Problems to work on:
1. Repeat the page on parallel reductions word for word, beginning at the words "Data-parallel Julia" and stopping after "of useful monoids.".
2. For each statement, say yes or no to whether it agrees with the page on parallel reductions, and quote the words of the page that decide it: (a) The initial depth is 0. (b) The code examples put performance ahead of simplicity. (c) The final depths of two consecutive chunks are combined by summing them.

Passage provided:
● ● ●

Data-parallel Julia

# Parallel reductions using semidirect products

Solutions to many parallel programming problems can be reduced to a well-designed monoid. As such, interesting parallel solution sometimes require non-trivial monoids. To enrich the repertoire, let us discuss semidirect product; a particularity elegant construction of useful monoids.

  Here, we mainly discuss monoid and monoid actions. However, since one can always turn a semigroup into a monoid by adjoining the identity, the following discussion also applies to semigroups which is more useful than monoid in dynamic languages like Julia.
💡 Note
The code examples here focus on simplicity rather than the performance and actually executing them in parallel. However, it is straightforward to use exactly the same pattern and derive efficient implementations in Julia. See A quick introduction to data parallelism in Julia and Efficient and safe approaches to mutation in data parallelism for the main ingredients required.

## Maximum depth of parentheses

As a motivating example, let us compute the maximum depth of parentheses in a string. Each position of a string has an integer depth which is one more larger (smaller) than the depth of the previous position if the current character is the open parenthesis ( (close parenthesis )). Otherwise the depth is equal to the depth of the previous position. The initial depth is 0. We are interested in the maximum depth of a given string:

string    (  (  (  )  )  (  )  )
depth     1  2  3  2  1  2  1  0
↑
maximum depth

The following code is a Julia program that calculates the maximum depth. It computes the depth of every position using the cumulative sum function cumsum and then take the maximum of it:

parentheses = collect("(((())((()))) ((())))")
increments = ifelse.(parentheses .== '(', +1, ifelse.(parentheses .== ')', -1, 0))
depths = cumsum(increments)
maximum(depths)
5 Both cumsum (prefix sum) and maximum (reduce) can be computed in parallel. However, it is possible to fuse these operations and compute the maximum depth in one sweep (which is essential for performance). To solve this problem with single-path reduction, we need to find a small set of states "just enough" for combining sub-solutions obtained by solving each chunk of the input. An important observation here is that the "humps" in the depths plot can be easily shifted up and down when combining into the result from preceding (left) string of parentheses. This motivates us to track the maximum and the final (relative) depth of a chunk of the input string. Splitting the above solution into three chunks, we get the following three sub-solutions: Consider chunk 1 and 2. Combining the final depths (d1 and d2) is as easy as summing these two depths. To combine the maximum in each chunk, we need to shift the right maximum m2 by the final depth of the left chunk d1 so that both maximum "candidates" m1 and m2 are compared with respect to the same reference point (i.e., the beginning of the left chunk). Thus, we get the following function for combining the solutions (d1, m1) and (d2, m2) from two consecutive chunks:

function ⊗((d1, m1), (d2, m2))

● ● ●

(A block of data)
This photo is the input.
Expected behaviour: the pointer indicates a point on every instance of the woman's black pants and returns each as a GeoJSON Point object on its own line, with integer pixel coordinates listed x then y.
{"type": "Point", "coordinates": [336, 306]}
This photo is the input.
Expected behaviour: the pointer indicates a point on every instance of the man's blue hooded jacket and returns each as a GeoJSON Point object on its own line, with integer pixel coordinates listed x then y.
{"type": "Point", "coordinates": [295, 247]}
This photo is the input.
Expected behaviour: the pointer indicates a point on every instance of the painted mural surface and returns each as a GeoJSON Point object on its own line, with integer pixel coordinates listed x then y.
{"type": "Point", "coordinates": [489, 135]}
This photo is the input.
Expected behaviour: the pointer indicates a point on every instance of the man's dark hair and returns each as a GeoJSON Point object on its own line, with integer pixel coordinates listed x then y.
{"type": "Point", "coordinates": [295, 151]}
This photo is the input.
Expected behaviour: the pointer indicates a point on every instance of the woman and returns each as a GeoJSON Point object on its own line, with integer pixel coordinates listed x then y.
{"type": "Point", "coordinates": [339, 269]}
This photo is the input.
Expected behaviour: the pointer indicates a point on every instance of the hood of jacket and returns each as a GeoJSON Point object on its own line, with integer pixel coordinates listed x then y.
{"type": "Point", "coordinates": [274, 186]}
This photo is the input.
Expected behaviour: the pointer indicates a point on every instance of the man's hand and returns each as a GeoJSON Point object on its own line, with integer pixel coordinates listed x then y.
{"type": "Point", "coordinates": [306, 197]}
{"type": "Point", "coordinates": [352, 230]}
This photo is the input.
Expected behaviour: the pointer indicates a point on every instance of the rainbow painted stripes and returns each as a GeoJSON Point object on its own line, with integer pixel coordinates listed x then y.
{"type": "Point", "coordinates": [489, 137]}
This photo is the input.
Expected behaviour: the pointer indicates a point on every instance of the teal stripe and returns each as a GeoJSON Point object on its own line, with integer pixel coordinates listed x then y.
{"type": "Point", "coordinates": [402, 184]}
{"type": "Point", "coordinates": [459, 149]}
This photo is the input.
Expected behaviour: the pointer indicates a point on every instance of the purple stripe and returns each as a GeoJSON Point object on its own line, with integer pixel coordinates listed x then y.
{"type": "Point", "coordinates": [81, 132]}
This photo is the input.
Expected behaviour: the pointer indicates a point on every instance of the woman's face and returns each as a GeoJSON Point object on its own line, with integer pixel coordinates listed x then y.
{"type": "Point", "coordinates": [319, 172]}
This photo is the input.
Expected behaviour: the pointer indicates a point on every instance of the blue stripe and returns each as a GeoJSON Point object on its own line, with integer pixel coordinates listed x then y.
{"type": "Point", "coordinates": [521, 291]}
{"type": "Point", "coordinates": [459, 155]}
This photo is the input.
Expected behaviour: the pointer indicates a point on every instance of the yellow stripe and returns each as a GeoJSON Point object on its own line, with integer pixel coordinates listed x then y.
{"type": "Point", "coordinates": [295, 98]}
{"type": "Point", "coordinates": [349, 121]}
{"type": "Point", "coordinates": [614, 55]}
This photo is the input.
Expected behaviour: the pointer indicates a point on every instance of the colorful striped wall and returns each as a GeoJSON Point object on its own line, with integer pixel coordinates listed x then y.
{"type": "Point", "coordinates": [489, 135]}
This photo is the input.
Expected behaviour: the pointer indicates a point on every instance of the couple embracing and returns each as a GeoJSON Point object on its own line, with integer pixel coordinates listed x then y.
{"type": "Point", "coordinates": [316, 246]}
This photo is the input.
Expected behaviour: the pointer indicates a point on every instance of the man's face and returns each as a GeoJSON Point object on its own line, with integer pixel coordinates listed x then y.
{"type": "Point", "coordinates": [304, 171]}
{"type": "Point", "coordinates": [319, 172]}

● ● ●

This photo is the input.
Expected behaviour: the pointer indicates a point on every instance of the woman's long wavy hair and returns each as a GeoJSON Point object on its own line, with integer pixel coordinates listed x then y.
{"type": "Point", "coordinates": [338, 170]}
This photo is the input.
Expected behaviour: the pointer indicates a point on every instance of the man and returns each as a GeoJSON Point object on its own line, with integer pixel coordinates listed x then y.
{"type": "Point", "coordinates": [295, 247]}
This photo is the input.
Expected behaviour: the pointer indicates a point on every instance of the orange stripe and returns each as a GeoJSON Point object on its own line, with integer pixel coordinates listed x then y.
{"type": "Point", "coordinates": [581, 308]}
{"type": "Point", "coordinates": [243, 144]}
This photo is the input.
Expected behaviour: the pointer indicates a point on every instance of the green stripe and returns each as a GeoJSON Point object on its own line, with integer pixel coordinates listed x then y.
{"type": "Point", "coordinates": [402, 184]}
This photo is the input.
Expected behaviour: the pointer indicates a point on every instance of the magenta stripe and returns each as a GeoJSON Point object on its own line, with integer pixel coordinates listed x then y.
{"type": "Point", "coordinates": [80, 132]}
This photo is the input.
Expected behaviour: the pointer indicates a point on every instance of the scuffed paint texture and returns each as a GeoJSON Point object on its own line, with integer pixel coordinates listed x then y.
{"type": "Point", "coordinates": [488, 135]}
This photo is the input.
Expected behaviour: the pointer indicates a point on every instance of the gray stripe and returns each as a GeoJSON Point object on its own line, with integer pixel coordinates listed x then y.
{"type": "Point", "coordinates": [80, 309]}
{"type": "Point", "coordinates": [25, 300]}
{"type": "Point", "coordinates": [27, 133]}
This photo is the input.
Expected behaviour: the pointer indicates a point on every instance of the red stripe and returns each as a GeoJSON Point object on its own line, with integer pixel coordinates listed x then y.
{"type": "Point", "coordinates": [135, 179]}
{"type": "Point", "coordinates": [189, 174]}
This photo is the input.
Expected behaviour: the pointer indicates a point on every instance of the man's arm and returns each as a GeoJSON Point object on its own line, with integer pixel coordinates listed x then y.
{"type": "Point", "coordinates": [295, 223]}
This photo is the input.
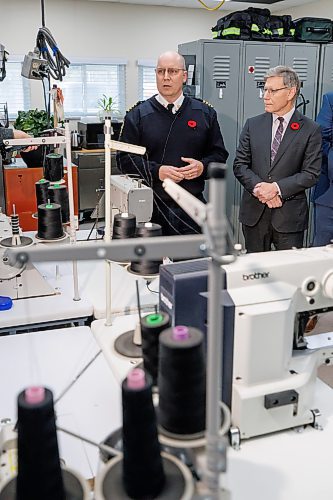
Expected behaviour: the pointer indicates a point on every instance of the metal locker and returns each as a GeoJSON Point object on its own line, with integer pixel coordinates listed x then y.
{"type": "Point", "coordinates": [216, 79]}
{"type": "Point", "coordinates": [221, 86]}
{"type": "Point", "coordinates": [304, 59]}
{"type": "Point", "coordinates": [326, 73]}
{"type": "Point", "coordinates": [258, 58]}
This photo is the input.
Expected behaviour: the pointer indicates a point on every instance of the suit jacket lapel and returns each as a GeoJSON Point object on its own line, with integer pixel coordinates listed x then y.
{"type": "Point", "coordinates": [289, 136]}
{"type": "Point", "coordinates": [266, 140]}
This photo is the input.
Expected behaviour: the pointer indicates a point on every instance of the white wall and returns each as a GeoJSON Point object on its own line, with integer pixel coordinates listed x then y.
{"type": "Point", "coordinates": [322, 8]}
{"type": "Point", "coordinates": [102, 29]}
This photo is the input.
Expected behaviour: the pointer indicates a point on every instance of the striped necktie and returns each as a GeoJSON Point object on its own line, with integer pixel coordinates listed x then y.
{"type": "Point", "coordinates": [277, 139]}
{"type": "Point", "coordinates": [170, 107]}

● ● ●

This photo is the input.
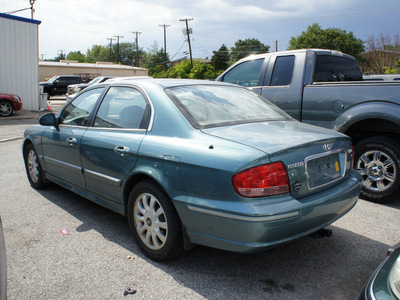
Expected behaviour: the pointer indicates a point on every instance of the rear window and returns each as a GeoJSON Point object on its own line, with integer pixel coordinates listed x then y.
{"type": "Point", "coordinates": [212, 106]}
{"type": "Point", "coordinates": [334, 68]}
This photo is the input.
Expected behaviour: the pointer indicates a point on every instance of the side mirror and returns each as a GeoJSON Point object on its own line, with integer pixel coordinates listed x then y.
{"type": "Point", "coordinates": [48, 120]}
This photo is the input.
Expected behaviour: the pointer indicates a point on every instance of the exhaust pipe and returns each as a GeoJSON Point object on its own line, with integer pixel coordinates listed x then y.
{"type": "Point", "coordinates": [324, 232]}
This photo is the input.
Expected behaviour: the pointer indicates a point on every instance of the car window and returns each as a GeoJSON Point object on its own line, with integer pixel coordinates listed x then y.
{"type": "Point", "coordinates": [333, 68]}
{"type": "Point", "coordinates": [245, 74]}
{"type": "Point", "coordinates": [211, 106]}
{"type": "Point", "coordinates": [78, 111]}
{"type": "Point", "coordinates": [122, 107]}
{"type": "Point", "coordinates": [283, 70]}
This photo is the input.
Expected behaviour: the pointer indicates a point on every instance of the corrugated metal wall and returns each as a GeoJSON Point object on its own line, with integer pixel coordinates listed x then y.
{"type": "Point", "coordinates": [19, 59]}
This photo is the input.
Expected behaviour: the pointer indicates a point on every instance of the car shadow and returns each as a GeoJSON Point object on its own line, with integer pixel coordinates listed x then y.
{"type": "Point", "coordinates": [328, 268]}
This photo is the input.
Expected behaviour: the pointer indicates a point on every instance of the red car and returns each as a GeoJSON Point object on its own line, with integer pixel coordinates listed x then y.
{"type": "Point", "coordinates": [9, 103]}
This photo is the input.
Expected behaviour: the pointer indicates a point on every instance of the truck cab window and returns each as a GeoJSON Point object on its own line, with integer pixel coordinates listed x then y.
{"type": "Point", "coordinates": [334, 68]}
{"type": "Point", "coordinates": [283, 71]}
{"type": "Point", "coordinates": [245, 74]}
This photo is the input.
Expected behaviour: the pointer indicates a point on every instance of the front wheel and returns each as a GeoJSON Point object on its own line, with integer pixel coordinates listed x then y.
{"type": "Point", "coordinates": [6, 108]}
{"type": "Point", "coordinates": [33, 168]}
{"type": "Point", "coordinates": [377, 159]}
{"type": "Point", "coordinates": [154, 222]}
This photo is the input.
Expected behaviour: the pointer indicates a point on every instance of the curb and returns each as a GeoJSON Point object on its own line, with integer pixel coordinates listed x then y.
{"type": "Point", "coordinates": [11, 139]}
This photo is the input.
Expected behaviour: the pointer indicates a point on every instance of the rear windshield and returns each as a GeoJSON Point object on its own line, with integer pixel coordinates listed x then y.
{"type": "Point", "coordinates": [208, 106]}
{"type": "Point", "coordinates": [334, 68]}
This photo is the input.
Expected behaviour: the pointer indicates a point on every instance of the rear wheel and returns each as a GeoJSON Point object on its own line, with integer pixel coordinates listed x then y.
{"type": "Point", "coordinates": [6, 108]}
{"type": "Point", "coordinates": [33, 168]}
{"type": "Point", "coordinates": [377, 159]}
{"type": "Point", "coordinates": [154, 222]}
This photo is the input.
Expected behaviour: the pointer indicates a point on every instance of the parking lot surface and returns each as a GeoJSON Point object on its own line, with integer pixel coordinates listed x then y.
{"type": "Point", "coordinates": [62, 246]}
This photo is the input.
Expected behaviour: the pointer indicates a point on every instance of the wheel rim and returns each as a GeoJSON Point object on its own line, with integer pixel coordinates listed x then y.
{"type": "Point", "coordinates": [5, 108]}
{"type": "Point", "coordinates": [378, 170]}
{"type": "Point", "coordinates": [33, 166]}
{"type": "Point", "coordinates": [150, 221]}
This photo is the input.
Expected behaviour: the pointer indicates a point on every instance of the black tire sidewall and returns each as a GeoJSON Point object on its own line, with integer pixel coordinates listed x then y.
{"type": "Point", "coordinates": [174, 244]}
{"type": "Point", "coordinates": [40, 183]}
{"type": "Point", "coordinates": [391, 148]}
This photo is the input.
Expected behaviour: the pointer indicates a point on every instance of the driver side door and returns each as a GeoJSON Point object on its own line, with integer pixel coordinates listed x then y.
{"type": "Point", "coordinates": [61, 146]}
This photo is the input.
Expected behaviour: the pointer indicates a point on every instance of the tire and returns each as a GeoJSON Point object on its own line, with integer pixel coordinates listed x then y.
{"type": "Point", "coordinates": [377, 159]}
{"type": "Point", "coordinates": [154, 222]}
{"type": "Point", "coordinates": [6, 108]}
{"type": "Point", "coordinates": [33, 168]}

● ● ●

Outputs in order:
1.
Data-parallel Julia

# Parallel reductions using semidirect products

Solutions to many parallel programming problems can be reduced to a well-designed monoid. As such, interesting parallel solution sometimes require non-trivial monoids. To enrich the repertoire, let us discuss semidirect product; a particularity elegant construction of useful monoids.

2.
(a) Yes: "The initial depth is 0."
(b) No: "The code examples here focus on simplicity rather than the performance"
(c) Yes: "Combining the final depths (d1 and d2) is as easy as summing these two depths."